------ SELECTED PASSAGE

"the heavy yard gates..." ~ Jane Eyre
I inhale the air and it smells like a mixture of hyacinths and sugar. It makes me think of edible flowers and the violet candy that Tea used to share with me when we were in high school.
I spent most of this perfect spring day out in the sweetened air of my yard. The yard is one of the many wonderful aspects of this particular apartment. A long brick path leads you to this yard, which is surrounded by a white picket fence. The brick path expands itself into a brick patio, surrounded by uneven patches of grass and patches of dirt with grass seeds sitting on top in clusters.
Resting on the brick patio is a long, white table which has been the center of many barbecues. The table has seen many cuisines, from Cajun to Armenian, Italian to Greek. However, I think the table's favorite is All-American. Homemade potato salad, barbecued chicken, and macaroni salad frequent this table in the summer months, with pitchers of lemonade and iced tea. No apple pie, though. I am no baker.
One day I hope to have my own yard with a long picnic table. I have dreams of July 4th barbecues with tons of family and friends. The kind where all of the place settings have American flags on them and Americana adorns the house, where the BBQ is hot for hours, sparklers are given out to the kids, and I finish the meal with a red, white, and blue cake made of berries and vanilla frosting. The simple life in a peaceful place.
These are my coffee daydreams today.

------------
------ STORED DATA

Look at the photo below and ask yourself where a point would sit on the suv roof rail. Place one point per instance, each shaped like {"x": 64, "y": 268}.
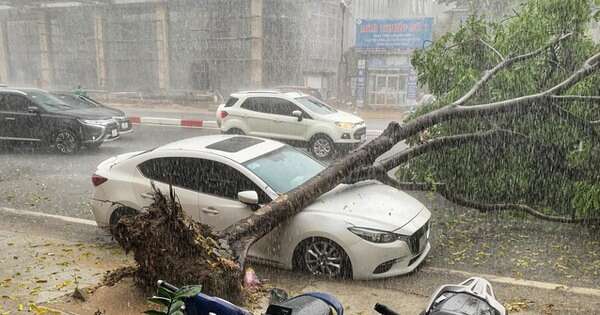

------------

• _TASK STATEMENT_
Name every cuisine that the passage about the yard says the long white table has seen, including the one it calls the table's favorite.

• _RESULT_
Cajun, Armenian, Italian, Greek, All-American